RAW RECORDS:

Begin

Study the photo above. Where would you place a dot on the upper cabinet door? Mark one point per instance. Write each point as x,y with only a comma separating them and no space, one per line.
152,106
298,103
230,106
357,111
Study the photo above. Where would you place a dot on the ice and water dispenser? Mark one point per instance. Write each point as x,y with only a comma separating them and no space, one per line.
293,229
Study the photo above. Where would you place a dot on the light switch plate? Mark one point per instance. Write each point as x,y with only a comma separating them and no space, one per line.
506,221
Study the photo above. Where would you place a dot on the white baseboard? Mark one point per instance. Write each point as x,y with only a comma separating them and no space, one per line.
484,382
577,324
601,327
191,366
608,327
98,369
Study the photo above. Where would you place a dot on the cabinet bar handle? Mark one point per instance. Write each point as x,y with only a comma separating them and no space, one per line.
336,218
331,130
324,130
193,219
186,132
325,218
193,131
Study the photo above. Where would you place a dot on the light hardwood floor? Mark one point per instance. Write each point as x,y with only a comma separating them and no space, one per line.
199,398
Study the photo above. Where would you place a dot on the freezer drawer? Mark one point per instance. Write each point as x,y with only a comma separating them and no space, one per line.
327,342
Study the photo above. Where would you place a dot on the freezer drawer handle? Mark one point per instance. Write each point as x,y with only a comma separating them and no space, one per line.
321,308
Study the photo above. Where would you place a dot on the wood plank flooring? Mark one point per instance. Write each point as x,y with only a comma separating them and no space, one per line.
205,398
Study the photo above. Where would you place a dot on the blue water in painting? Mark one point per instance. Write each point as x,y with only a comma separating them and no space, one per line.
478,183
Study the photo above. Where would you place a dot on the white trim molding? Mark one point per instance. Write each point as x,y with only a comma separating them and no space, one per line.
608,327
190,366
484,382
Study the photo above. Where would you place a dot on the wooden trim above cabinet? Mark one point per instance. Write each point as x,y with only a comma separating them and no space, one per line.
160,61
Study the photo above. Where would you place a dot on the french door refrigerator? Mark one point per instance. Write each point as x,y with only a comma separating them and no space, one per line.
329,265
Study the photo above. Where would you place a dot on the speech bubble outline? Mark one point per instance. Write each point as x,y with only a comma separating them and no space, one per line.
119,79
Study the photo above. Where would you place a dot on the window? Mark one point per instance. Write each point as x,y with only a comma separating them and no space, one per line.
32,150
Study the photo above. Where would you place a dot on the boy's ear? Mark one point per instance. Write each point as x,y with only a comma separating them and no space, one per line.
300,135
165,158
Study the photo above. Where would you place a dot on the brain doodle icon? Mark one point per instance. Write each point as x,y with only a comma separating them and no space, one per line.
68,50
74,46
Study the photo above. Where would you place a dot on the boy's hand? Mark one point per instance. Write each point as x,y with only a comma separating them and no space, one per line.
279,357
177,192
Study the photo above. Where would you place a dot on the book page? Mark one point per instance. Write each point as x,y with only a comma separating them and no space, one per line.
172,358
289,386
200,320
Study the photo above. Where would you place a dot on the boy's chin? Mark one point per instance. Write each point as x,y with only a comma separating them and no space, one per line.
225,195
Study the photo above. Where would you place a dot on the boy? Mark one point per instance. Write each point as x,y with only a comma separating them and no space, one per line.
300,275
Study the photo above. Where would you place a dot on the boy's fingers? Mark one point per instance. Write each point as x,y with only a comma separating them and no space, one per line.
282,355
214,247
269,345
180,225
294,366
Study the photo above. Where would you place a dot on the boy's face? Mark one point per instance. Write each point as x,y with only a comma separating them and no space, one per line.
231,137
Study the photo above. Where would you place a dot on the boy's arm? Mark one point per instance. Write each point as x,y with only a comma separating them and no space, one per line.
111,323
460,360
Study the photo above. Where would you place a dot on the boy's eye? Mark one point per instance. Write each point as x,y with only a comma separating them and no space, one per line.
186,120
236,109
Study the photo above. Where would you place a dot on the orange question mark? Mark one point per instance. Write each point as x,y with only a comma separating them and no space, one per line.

End

PROBLEM TO SOLVE: Starting with the line that contains "the boy's fingers?" and ending with the last line of the rows, render each line as a string in a JSON list, one string per line and no blank lines.

RESULT OF THE TASK:
[
  "Study the photo above. Where would you place a dot on the boy's fingers? Mark one point per instance. Write each point as x,y with only a comma separating them and no space, one per line.",
  "282,355",
  "214,247",
  "269,345",
  "180,225",
  "294,366",
  "Study the photo above. Where would you place a dot on the boy's face? Mark one point per instance. Write each point as x,y with only a comma separating them and no space, one per line.",
  "231,137",
  "Study the photo above. Where would you place a dot on the boy's arm? Mark one point per instance. Write each point as x,y with only a comma separating them and no space, one per line.",
  "111,323",
  "460,360",
  "Study the photo above. Where would you place a dot on the boy's eye? Mark one point per instance. Write each point as x,y with only a comma separating them and no space, one per line.",
  "186,120",
  "236,109",
  "Study the photo above. Where would you place a dot on the orange question mark? Mark one point per instance. Write each point as x,y with only a comma separating them and no space, one per line."
]